<<<<

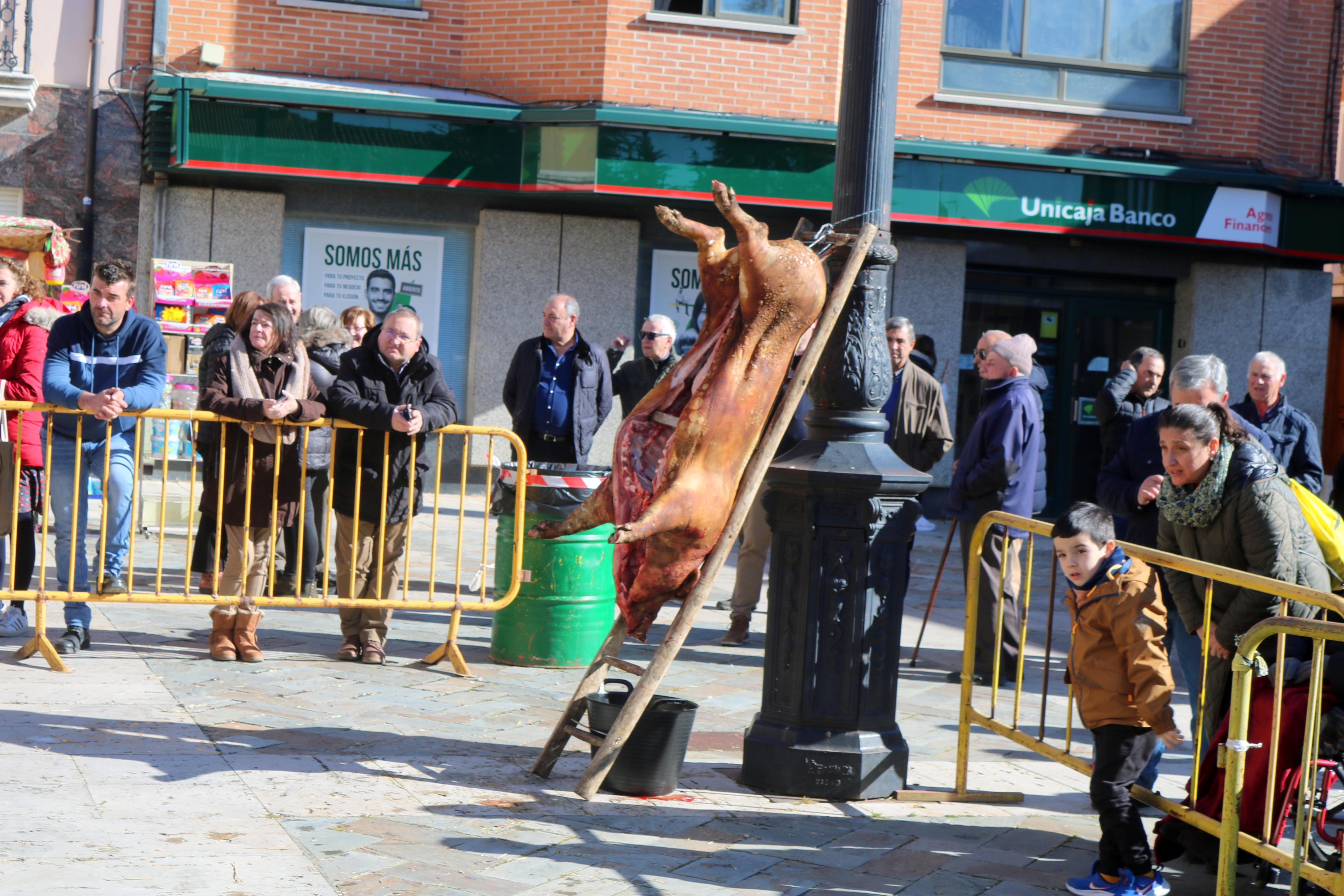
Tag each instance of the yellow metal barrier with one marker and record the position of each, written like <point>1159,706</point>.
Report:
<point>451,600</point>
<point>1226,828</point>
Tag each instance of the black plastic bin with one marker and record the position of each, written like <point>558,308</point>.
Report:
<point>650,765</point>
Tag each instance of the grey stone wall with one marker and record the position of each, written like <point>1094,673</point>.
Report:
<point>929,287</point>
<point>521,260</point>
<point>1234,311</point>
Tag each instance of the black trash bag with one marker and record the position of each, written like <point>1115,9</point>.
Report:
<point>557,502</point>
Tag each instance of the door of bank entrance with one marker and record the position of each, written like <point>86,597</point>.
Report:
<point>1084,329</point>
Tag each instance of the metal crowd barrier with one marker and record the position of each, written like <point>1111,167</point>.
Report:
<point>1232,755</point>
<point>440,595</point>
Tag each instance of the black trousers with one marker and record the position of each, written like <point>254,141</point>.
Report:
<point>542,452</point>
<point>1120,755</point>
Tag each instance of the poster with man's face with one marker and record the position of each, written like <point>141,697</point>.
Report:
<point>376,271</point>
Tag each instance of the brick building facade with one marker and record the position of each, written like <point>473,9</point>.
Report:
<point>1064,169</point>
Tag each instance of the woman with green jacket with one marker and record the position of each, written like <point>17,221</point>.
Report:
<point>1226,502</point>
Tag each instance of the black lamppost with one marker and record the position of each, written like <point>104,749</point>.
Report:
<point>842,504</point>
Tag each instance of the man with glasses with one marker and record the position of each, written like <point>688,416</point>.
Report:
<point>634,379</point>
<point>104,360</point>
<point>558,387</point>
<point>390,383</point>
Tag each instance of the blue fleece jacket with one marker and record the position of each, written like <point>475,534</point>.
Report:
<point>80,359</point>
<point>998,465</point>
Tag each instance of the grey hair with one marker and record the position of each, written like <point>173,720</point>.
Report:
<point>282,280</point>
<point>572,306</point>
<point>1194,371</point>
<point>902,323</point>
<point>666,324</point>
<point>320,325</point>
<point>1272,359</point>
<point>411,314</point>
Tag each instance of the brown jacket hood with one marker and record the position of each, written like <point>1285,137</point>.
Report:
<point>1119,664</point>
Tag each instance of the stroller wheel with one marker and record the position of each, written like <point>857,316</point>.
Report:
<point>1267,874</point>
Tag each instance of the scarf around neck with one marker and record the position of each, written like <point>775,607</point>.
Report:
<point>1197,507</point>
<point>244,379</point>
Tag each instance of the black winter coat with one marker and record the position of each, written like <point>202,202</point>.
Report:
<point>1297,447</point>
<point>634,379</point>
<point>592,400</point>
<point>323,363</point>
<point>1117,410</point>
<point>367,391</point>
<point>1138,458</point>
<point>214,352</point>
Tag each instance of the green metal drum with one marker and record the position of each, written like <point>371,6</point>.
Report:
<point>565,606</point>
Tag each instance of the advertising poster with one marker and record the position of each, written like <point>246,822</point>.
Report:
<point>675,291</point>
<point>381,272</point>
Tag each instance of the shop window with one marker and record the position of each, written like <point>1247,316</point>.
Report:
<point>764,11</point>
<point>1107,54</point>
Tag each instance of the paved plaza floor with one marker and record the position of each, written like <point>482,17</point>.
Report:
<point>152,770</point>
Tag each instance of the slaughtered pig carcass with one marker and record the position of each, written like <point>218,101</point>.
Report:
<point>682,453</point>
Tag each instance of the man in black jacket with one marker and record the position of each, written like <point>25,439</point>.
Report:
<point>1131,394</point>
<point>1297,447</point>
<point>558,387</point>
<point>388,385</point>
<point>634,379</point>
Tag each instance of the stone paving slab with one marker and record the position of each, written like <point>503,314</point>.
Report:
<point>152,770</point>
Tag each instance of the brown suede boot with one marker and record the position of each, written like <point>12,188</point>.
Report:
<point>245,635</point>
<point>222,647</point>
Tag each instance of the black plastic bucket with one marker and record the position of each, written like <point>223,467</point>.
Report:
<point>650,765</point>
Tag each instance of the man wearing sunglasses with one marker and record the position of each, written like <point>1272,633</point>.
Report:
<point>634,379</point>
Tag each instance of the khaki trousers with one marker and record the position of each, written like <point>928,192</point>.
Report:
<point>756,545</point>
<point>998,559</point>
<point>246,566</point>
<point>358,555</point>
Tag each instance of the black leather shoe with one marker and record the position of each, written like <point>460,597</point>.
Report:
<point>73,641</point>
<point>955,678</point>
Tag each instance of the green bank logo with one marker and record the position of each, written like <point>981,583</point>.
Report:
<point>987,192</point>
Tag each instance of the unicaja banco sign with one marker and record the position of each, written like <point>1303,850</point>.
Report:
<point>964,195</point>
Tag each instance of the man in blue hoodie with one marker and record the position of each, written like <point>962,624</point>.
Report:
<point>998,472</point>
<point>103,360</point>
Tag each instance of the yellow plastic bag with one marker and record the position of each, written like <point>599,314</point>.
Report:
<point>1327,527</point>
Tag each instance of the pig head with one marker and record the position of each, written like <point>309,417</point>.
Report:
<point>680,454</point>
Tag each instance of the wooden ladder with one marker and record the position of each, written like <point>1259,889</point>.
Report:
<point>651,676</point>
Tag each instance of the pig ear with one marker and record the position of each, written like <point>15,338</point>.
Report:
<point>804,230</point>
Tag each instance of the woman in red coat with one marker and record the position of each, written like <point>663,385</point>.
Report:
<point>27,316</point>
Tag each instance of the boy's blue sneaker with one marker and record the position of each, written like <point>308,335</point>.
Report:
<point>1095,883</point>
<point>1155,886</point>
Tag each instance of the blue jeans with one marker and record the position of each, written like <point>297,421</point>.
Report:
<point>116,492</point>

>>>>

- **EXERCISE**:
Edit all of the items above, swapping every "Report" for "Result" and changing nothing else. Leave the pictures out.

- **EXERCISE ANSWER**:
Tag each instance of the yellow metal barrier with one marker and record the position of each, written like <point>1159,706</point>.
Result:
<point>451,600</point>
<point>1226,828</point>
Tag each instance of the black plastic bin with one marker and record the position of each, written like <point>558,308</point>.
Result:
<point>650,765</point>
Tag each instance of the grey stone wall with one marker and record the position of each, written like <point>1094,673</point>.
Result:
<point>929,287</point>
<point>521,260</point>
<point>1234,311</point>
Tag each instance of the black trash bag with one marker and record the position of each, written like <point>1115,9</point>.
Result:
<point>557,502</point>
Tag each instance of the door of bank entrance with one marker and record the position of each, written like <point>86,597</point>.
Result:
<point>1084,329</point>
Tag each instance of the metal crowd barrier with one marker and record the position of each, written like <point>1111,167</point>.
Result:
<point>1232,755</point>
<point>440,595</point>
Tag each instance of the black trousers with one marker and record the position of each, written like <point>254,141</point>.
Result:
<point>542,452</point>
<point>1120,755</point>
Tag each instance of the poster with man's face with one marker and record the position of each, written like <point>141,697</point>.
Result:
<point>376,271</point>
Tag each instance of the brick building facade with one marker and record the position of each, written like <point>473,9</point>.
Result:
<point>1064,169</point>
Tag each instance of the woman with green jacket with one marker and record the position of each, written like <point>17,221</point>.
Result:
<point>1226,502</point>
Tag each instance of the black lamppost with one marker and record the position of each, written like <point>104,749</point>.
Result:
<point>842,504</point>
Tag each instance of the man with glasses with one marker and record the position of each, written like <point>688,416</point>.
Result:
<point>634,379</point>
<point>104,360</point>
<point>558,387</point>
<point>390,383</point>
Tag each instance of the blue fleece jacket with one marker and record the position of each, written like <point>475,534</point>.
Result:
<point>80,359</point>
<point>998,465</point>
Tag each instance of the grey hair with one marker and record the position of each, written like <point>173,720</point>.
Result:
<point>282,280</point>
<point>572,306</point>
<point>1194,371</point>
<point>902,323</point>
<point>666,324</point>
<point>320,325</point>
<point>1272,359</point>
<point>411,314</point>
Tag each instance of the brown jacket hood with one marker and record the position of each, written like <point>1285,137</point>.
Result:
<point>1119,664</point>
Tag each instance of the stroller wheel with one marker and record the position of each, written like <point>857,316</point>.
Result:
<point>1267,874</point>
Tag each instance of the scarf around neck with one marker and record the position of each, written like <point>775,607</point>.
Result:
<point>1197,507</point>
<point>244,379</point>
Tag each instance of the black winter coat with one marker and record the position of each, written like <point>202,202</point>.
Result:
<point>1297,447</point>
<point>634,379</point>
<point>592,400</point>
<point>323,363</point>
<point>1117,410</point>
<point>367,391</point>
<point>1138,458</point>
<point>214,352</point>
Tag each instance of the green metal drum with one marker and record the position of each, written like <point>371,6</point>.
Result:
<point>565,606</point>
Tag each instance of the advertising poster with one marker and record the position of each, written like <point>246,822</point>.
Result:
<point>675,291</point>
<point>381,272</point>
Tag each instance of the shop window with one marker and record the position of each, written like <point>1247,316</point>.
Result:
<point>764,11</point>
<point>1107,54</point>
Tag each instance of the paved plaza floor with one marker and record the position of each, written like <point>482,17</point>.
Result:
<point>152,770</point>
Tag each instance of the slaughtered pig carcass with one marker and record the position of each, written like <point>218,101</point>.
Result:
<point>682,453</point>
Tag each instance of the man in black jacket with one marker and record the position of each, written like <point>25,439</point>.
Result:
<point>1131,394</point>
<point>1297,447</point>
<point>558,387</point>
<point>388,385</point>
<point>634,379</point>
Tag each instance of the stone paving slab with one marker and record the position of each, written like <point>503,314</point>.
Result:
<point>152,770</point>
Tag each instance of the brown suede boot with one marker and record the position of each, written like <point>12,188</point>.
Result:
<point>245,635</point>
<point>222,647</point>
Tag each instance of the black plastic bucket with one marker and record the position of each, written like <point>223,467</point>.
Result:
<point>650,765</point>
Tag each instance of the man wearing sunglasses with one marker and record the position of each, written like <point>1272,633</point>.
Result:
<point>634,379</point>
Tag each instance of the khaki trousers with one marker and record the position of each, written like <point>928,192</point>.
Result:
<point>756,545</point>
<point>998,559</point>
<point>246,566</point>
<point>358,555</point>
Tag each instance of the black leather shoe with one marker and record the position of each, written like <point>460,597</point>.
Result:
<point>73,641</point>
<point>955,678</point>
Tag each instance of the green bank logo with one marker and record the position of each, written like <point>981,583</point>.
Result:
<point>987,192</point>
Tag each instance of the unicaja banco sign with one marker and record the position of each, written like <point>1303,850</point>.
Result:
<point>964,195</point>
Tag each instance of the man in blue hoodie with one marker and record the position of each, written like <point>962,624</point>.
Result:
<point>998,472</point>
<point>103,360</point>
Tag each instance of the yellow plastic bag with one marker and record the position of each, written like <point>599,314</point>.
Result:
<point>1327,527</point>
Tag each instance of the pig head with one marker and record the position of each, written like <point>309,417</point>.
Result:
<point>680,454</point>
Tag each instance of the wooden ladder with one marker and record the position of each, written like <point>1259,889</point>.
Result:
<point>651,676</point>
Tag each instance of the pig ear with one marker and record the position of each, written like <point>15,338</point>.
Result:
<point>804,230</point>
Tag each instance of the woman in red coat with one marker and record the position of each, written like <point>663,385</point>.
Result:
<point>27,316</point>
Tag each instance of the boy's blue sneaker with one marker and record the position of each, written like <point>308,335</point>.
Result:
<point>1095,883</point>
<point>1155,886</point>
Tag each instance of the blue jeans with one marker and record the position of each, written like <point>297,421</point>.
Result:
<point>116,492</point>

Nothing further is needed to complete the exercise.